• **Description of the task**: Please count the lines in the data below that contain the string "floor", treating uppercase and lowercase as different. Reply with the number only.

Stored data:
========
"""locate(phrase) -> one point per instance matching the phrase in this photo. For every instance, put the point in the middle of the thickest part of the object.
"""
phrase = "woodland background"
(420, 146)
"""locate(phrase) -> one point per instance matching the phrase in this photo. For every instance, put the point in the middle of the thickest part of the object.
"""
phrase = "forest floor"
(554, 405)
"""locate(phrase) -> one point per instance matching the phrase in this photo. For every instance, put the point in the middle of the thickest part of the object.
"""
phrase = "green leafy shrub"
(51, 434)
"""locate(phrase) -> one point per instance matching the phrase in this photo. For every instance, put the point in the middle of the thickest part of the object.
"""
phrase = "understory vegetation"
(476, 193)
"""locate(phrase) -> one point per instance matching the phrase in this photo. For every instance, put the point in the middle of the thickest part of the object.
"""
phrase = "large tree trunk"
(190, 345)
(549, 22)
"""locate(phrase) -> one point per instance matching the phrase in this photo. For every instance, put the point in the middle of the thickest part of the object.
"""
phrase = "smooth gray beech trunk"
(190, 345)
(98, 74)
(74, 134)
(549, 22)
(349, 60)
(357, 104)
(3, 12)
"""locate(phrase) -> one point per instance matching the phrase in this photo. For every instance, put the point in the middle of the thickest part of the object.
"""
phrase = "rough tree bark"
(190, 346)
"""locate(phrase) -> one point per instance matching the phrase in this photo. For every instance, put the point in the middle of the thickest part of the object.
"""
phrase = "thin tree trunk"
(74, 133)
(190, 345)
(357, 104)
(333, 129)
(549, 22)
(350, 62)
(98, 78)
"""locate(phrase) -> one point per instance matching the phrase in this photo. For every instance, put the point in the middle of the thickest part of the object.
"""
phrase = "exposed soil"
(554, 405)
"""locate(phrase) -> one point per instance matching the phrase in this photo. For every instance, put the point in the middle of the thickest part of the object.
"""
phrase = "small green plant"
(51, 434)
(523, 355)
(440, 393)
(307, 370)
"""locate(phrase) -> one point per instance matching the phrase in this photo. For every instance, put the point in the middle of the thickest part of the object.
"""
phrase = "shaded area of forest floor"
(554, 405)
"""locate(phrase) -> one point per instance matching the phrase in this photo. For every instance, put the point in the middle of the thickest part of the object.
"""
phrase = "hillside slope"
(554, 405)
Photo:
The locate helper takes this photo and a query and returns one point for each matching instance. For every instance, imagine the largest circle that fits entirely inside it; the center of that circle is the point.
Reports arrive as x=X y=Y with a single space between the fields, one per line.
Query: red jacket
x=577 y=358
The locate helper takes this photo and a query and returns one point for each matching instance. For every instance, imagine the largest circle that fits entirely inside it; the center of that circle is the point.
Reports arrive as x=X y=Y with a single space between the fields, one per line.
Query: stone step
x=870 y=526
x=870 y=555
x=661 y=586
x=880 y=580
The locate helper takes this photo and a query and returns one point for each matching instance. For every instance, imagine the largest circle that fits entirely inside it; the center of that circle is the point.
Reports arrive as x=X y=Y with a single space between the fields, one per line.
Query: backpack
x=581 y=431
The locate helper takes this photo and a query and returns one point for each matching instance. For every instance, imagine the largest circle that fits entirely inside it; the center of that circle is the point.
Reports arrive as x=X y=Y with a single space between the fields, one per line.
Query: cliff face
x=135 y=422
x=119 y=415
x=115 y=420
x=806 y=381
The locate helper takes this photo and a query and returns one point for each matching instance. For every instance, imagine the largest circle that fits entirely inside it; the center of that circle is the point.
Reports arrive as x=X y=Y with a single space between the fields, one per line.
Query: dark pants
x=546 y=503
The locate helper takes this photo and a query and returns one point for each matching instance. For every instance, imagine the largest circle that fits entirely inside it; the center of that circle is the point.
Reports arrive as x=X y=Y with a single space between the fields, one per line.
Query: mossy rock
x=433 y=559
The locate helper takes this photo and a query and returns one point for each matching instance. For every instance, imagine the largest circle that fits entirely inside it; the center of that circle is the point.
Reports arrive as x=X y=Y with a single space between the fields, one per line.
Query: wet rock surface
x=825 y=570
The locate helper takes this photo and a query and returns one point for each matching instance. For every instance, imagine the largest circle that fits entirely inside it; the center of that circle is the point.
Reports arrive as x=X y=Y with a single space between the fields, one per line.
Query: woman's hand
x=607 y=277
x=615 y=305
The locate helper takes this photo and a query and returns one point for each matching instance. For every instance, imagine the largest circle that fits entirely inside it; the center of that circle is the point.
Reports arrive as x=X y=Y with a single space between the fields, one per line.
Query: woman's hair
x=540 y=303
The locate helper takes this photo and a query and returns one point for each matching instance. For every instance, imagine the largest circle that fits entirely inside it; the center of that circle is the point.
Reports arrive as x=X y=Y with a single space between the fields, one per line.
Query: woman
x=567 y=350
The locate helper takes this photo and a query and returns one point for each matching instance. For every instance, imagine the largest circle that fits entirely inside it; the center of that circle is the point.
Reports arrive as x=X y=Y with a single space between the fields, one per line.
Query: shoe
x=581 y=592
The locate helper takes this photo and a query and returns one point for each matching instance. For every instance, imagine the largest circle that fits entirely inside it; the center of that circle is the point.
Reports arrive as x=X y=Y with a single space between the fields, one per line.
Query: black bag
========
• **Exercise answer**: 2